● Materials provided
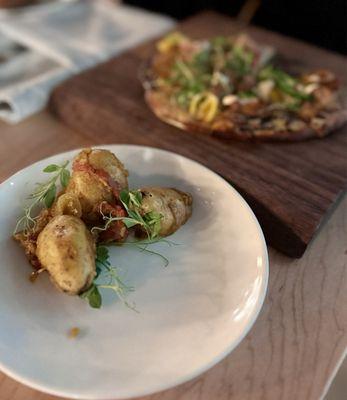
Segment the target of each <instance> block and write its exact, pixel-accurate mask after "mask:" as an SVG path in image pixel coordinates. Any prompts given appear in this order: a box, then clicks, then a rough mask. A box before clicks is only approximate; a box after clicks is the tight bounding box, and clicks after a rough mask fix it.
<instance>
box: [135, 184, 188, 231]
mask: <svg viewBox="0 0 347 400" xmlns="http://www.w3.org/2000/svg"><path fill="white" fill-rule="evenodd" d="M140 190H141V192H142V195H143V198H142V205H141V210H142V213H143V214H146V213H147V212H149V211H155V212H157V213H160V214H162V216H163V217H162V219H161V229H160V232H159V235H160V236H168V235H171V234H172V233H174V232H176V231H177V229H178V228H179V227H180V226H182V225H183V224H185V223H186V222H187V220H188V218H189V217H190V216H191V214H192V203H193V200H192V196H191V195H190V194H189V193H184V192H181V191H180V190H177V189H173V188H162V187H145V188H142V189H140Z"/></svg>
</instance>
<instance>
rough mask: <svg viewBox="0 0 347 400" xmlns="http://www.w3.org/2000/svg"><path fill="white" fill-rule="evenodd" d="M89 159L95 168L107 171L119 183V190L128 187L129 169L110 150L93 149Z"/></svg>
mask: <svg viewBox="0 0 347 400" xmlns="http://www.w3.org/2000/svg"><path fill="white" fill-rule="evenodd" d="M88 161H89V164H90V165H91V166H92V167H93V168H95V169H98V170H103V171H105V172H107V173H108V174H109V175H110V177H111V178H112V179H113V181H114V182H116V183H117V184H118V185H119V190H122V189H128V171H127V170H126V169H125V167H124V165H123V164H122V163H121V162H120V161H119V160H118V158H117V157H116V156H115V155H114V154H113V153H111V152H110V151H109V150H102V149H94V150H92V151H91V152H90V153H89V155H88Z"/></svg>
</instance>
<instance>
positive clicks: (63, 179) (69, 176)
mask: <svg viewBox="0 0 347 400" xmlns="http://www.w3.org/2000/svg"><path fill="white" fill-rule="evenodd" d="M69 180H70V171H69V170H67V169H65V168H64V169H62V170H61V173H60V183H61V185H62V186H63V187H64V188H65V187H66V186H67V185H68V183H69Z"/></svg>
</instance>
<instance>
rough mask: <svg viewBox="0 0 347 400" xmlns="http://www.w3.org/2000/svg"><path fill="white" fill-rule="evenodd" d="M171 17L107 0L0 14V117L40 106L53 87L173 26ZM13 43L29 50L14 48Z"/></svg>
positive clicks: (79, 1) (66, 2)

● Problem to solve
Each record above has to be written out again in full, but its pictures must not be.

● Response
Segment the target of each <instance> block and write its exact, pixel-accurate mask after "mask:" as an SVG path in image pixel coordinates. Any prompts given appear in this order: a box, then clicks, then a rough mask. A box before clicks is only approximate; a box after clicks is the tight bounding box, and clicks after a rough mask fix it.
<instance>
box: [135, 184, 188, 231]
mask: <svg viewBox="0 0 347 400" xmlns="http://www.w3.org/2000/svg"><path fill="white" fill-rule="evenodd" d="M140 190H141V192H142V195H143V198H142V205H141V210H142V213H143V214H146V213H147V212H149V211H155V212H157V213H160V214H162V216H163V217H162V219H161V229H160V232H159V235H160V236H168V235H171V234H172V233H174V232H176V231H177V229H178V228H179V227H180V226H182V225H183V224H185V223H186V222H187V220H188V218H189V217H190V216H191V214H192V203H193V200H192V196H191V195H190V194H189V193H184V192H181V191H180V190H177V189H173V188H162V187H145V188H142V189H140Z"/></svg>
</instance>
<instance>
rough mask: <svg viewBox="0 0 347 400" xmlns="http://www.w3.org/2000/svg"><path fill="white" fill-rule="evenodd" d="M89 159L95 168L107 171L119 183V190L128 187L129 169L110 150L93 149Z"/></svg>
mask: <svg viewBox="0 0 347 400" xmlns="http://www.w3.org/2000/svg"><path fill="white" fill-rule="evenodd" d="M88 161H89V164H90V165H91V166H92V167H93V168H95V169H98V170H103V171H105V172H107V173H108V174H109V175H110V177H111V178H112V179H113V181H114V182H116V183H117V184H118V185H119V190H122V189H128V171H127V170H126V169H125V167H124V165H123V164H122V163H121V162H120V161H119V160H118V158H117V157H116V156H115V155H114V154H113V153H111V152H110V151H109V150H102V149H94V150H92V151H91V152H90V153H89V155H88Z"/></svg>
</instance>
<instance>
positive clicks: (63, 179) (69, 176)
mask: <svg viewBox="0 0 347 400" xmlns="http://www.w3.org/2000/svg"><path fill="white" fill-rule="evenodd" d="M69 180H70V171H69V170H67V169H65V168H64V169H62V170H61V173H60V183H61V185H62V186H63V187H64V188H65V187H66V186H67V185H68V183H69Z"/></svg>
</instance>
<instance>
rough mask: <svg viewBox="0 0 347 400" xmlns="http://www.w3.org/2000/svg"><path fill="white" fill-rule="evenodd" d="M171 17L107 0L0 14V117L40 106L53 87L173 26ZM13 43L29 50L14 48Z"/></svg>
positive clicks: (79, 1) (66, 2)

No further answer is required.